Your task is to retype each line of the data below exactly.

Segment Start: Source information

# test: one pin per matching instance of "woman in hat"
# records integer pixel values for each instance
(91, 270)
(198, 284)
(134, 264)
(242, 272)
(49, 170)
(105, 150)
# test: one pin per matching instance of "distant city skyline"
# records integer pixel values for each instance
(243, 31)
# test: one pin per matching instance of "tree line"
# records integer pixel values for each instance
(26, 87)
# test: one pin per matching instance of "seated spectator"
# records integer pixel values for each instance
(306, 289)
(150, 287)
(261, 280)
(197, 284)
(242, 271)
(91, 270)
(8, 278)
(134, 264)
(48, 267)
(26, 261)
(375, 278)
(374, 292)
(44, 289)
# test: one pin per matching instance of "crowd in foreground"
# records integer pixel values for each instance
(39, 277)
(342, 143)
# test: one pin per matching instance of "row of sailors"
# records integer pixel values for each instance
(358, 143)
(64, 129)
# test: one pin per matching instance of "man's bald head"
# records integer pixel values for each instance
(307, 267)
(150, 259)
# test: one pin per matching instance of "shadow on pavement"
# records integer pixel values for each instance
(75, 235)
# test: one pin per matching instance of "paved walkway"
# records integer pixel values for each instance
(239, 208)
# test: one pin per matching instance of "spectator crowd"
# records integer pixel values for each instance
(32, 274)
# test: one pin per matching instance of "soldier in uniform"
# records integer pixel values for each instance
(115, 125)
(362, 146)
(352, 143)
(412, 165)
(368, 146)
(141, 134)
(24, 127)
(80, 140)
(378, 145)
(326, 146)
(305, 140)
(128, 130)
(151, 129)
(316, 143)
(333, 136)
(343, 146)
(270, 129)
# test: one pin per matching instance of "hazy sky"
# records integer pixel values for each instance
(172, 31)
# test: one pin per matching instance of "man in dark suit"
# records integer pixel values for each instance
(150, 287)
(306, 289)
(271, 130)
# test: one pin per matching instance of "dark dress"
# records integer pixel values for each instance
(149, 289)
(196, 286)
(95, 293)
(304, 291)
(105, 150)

Segment End: Source information

# Result
# test: one pin per matching instance of "woman in hat"
# records integer pixel values for each instance
(91, 270)
(198, 284)
(134, 264)
(242, 272)
(49, 170)
(105, 150)
# test: one pin per matching instance of "distant city skyline"
# records integer pixel values for each instance
(243, 31)
# test: one pin per matching instance of "tree line"
# records integer pixel values for each instance
(26, 87)
# test: one pin per matching instance of "seated spectator"
# records integer pixel values for each instance
(306, 289)
(150, 287)
(261, 280)
(197, 284)
(242, 271)
(91, 270)
(8, 278)
(134, 264)
(48, 267)
(26, 261)
(375, 278)
(374, 292)
(44, 289)
# test: one pin per matching instance of "crowd in foreground"
# records integer pixel values for each instance
(39, 277)
(342, 143)
# test: one pin per matching instance of "row of sailors"
# records integer pixel values for each instance
(358, 143)
(64, 129)
# test: one pin per matching instance of "man's bald head"
# records integer pixel values for each instance
(307, 267)
(150, 259)
# test: one pin per matching instance of "shadow on pavement"
# records integer pixel values for each instance
(75, 235)
# test: one pin per matching instance of "paved walkway"
# records integer pixel values for each instance
(239, 208)
# test: one pin per matching instance of "spectator crowd"
# records integer pixel values for each instance
(32, 274)
# test: one pin per matching instance of "soldier in uniform"
# records integer pixel values for each instance
(115, 125)
(362, 146)
(352, 143)
(412, 165)
(368, 146)
(141, 134)
(24, 127)
(80, 140)
(378, 145)
(326, 146)
(305, 140)
(128, 130)
(151, 129)
(316, 143)
(333, 136)
(343, 146)
(270, 129)
# test: one pin per matching instance of "hazy sky"
# records integer pixel values for each instance
(172, 31)
# test: one pin per matching instance of "man in dark suit"
# records integer pixel values for each instance
(150, 287)
(306, 289)
(271, 130)
# test: one pin per matching instance of "dark dress"
# records integer pixel values for each instance
(149, 289)
(196, 286)
(95, 293)
(304, 291)
(105, 150)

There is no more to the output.